What this task involves: From the rows below, copy out every line that contains the word "gray". Match upper and lower case exactly.
+-------+
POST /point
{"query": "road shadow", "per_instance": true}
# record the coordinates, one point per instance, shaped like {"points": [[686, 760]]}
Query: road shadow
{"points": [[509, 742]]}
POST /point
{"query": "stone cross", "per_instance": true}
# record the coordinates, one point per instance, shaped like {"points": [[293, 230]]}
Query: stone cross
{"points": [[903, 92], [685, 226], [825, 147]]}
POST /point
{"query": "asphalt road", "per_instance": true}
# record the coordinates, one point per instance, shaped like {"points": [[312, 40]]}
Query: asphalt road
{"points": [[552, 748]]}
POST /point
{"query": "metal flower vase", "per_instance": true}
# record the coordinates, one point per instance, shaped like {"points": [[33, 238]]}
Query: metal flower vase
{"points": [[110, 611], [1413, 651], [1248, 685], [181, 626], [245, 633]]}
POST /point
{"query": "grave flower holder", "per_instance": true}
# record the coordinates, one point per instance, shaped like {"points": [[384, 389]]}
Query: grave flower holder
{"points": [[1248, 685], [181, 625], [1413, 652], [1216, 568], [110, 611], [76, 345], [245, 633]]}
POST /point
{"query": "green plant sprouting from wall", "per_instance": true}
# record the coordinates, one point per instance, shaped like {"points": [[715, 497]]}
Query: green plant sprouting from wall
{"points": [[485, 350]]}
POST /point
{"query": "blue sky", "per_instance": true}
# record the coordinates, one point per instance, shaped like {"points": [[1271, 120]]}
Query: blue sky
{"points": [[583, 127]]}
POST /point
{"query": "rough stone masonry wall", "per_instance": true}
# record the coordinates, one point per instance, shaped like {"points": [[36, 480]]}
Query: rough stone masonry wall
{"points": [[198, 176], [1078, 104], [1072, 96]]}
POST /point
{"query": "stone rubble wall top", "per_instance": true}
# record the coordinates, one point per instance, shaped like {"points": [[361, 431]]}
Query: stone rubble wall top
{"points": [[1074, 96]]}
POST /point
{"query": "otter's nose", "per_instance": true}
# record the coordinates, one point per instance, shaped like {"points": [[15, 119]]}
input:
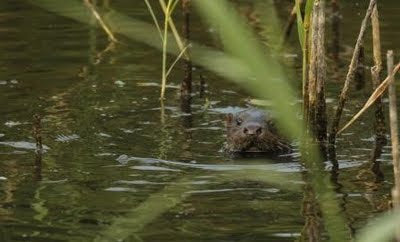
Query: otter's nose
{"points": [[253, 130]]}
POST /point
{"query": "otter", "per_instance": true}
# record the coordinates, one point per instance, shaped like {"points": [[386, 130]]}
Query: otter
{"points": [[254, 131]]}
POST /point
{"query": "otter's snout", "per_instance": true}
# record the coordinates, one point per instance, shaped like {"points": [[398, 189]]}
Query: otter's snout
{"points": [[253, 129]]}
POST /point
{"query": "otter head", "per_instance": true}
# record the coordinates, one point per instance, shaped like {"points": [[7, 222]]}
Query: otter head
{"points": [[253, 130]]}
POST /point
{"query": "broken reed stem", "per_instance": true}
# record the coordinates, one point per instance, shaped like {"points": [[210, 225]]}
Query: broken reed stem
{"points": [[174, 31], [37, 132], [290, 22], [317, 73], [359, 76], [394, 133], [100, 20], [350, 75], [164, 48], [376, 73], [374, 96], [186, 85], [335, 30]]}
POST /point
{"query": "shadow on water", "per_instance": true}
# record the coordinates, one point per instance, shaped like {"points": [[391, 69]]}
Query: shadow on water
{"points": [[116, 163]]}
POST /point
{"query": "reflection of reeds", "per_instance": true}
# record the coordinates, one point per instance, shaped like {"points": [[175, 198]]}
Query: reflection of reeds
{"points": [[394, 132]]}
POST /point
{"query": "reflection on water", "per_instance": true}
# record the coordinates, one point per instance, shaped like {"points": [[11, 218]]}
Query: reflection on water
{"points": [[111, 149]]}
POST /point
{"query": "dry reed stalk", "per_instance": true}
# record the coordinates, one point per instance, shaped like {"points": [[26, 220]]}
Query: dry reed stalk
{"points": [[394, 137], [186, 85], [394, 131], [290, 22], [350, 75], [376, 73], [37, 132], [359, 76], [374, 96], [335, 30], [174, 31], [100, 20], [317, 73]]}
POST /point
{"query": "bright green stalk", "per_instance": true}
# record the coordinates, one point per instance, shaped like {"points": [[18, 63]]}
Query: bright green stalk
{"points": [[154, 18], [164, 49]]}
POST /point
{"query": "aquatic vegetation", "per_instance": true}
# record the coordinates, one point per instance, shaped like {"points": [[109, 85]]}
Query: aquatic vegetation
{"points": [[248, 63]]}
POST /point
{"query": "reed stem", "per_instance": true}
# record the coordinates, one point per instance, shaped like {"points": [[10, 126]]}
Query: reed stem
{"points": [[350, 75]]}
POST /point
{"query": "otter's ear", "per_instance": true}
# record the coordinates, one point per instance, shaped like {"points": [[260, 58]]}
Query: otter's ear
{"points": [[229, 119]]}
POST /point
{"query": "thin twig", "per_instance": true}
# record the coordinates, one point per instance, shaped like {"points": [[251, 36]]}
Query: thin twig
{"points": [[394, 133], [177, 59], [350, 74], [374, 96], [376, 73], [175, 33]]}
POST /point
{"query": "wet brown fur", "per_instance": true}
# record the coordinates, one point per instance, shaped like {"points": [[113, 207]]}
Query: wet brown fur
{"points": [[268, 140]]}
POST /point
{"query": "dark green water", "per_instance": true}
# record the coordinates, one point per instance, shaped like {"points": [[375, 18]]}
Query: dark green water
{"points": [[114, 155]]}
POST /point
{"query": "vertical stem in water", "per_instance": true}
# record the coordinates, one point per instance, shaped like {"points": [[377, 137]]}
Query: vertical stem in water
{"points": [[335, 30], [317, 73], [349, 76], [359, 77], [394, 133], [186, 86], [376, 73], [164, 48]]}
+-------+
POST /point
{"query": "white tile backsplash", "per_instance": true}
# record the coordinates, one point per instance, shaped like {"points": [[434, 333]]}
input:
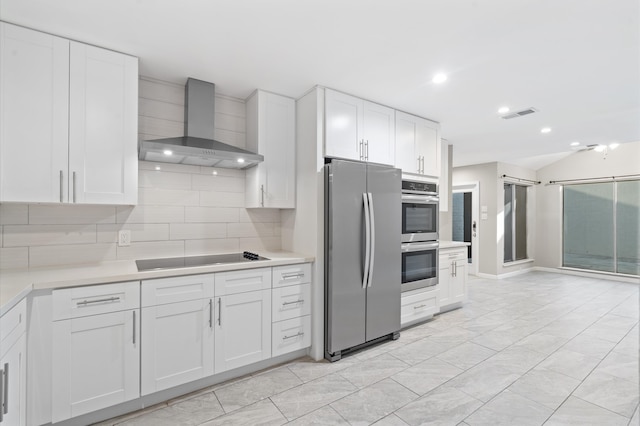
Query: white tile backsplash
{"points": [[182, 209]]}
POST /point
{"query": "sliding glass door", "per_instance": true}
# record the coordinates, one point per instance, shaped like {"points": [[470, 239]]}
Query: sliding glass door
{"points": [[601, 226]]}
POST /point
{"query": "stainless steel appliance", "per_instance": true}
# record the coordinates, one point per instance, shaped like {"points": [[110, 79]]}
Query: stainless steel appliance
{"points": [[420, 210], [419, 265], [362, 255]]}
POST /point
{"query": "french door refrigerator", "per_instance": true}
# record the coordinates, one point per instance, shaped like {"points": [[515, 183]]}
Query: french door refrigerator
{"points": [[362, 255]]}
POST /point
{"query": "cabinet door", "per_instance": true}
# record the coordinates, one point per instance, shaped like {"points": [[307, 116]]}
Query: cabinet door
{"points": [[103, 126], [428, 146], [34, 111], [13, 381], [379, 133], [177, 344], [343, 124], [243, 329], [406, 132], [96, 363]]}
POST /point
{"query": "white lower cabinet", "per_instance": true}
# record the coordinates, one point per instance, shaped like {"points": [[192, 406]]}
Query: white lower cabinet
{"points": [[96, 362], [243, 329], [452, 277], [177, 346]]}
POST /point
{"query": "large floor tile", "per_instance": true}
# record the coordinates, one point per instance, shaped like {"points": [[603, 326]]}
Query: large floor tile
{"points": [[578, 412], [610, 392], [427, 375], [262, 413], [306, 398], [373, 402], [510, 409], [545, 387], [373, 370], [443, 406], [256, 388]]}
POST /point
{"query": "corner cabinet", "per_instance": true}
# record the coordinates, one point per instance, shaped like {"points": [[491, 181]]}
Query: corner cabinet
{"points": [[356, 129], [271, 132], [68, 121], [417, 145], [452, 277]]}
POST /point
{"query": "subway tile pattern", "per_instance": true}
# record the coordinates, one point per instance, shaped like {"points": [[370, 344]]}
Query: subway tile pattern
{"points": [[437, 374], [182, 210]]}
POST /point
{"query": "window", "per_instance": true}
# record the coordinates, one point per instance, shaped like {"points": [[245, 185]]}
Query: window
+-------+
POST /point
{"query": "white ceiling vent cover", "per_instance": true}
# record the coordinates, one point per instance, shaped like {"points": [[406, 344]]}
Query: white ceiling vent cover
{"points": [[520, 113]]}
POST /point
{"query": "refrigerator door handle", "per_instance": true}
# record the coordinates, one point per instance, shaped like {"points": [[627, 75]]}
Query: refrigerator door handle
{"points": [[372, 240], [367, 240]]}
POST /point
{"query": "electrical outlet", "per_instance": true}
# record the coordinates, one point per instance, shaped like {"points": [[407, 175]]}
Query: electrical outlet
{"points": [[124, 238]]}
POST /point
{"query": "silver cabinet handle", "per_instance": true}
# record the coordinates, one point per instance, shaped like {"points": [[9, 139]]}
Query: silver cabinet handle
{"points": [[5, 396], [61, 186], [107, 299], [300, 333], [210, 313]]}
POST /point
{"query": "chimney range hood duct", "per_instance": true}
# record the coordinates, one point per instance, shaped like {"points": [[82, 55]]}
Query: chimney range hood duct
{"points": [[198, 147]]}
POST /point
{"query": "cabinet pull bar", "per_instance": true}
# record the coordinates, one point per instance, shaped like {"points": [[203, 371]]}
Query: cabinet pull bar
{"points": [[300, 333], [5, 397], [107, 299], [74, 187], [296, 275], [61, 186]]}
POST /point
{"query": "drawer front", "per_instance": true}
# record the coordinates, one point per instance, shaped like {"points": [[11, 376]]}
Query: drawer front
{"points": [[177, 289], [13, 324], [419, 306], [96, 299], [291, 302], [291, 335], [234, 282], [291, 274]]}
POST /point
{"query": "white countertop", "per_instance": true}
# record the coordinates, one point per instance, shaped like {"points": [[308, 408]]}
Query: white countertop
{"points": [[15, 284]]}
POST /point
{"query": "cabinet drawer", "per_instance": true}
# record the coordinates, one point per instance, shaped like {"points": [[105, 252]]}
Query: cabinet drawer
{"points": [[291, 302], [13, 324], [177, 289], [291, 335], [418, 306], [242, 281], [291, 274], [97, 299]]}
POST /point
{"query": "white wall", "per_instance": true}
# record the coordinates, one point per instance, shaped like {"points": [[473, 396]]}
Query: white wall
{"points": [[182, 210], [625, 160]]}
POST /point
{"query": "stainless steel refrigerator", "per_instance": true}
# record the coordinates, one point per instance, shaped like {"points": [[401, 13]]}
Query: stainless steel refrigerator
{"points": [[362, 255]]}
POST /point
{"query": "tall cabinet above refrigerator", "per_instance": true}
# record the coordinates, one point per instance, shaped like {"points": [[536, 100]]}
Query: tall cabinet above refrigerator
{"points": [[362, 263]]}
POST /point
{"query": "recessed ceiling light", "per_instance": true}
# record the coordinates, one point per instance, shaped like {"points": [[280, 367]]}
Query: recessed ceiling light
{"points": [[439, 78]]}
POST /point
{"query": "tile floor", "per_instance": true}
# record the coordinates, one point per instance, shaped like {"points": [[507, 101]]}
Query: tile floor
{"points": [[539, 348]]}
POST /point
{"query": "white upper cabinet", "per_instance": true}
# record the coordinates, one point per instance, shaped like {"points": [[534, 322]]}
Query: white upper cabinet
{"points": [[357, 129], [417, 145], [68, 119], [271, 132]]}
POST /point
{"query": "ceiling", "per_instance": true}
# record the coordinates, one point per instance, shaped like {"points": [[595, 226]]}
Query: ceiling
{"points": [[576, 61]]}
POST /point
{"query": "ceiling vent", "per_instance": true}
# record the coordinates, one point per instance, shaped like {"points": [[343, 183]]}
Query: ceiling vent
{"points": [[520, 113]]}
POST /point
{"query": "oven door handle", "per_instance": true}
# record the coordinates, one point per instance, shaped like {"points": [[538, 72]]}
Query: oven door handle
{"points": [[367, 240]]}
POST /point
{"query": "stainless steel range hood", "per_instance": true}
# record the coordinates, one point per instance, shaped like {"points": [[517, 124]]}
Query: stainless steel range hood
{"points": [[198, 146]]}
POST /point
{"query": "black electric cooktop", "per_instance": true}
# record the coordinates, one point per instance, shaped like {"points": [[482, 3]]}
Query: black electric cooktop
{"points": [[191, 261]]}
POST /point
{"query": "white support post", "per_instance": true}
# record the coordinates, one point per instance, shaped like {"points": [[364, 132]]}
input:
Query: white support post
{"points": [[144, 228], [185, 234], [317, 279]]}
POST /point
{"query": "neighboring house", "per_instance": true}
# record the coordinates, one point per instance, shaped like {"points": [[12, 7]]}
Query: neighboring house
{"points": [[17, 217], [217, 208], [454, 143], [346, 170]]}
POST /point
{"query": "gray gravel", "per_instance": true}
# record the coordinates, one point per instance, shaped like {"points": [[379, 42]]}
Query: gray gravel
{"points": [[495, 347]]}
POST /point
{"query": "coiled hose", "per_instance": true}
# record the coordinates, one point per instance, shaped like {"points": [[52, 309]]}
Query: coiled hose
+-------+
Response to this task:
{"query": "gray gravel", "per_instance": true}
Query: gray gravel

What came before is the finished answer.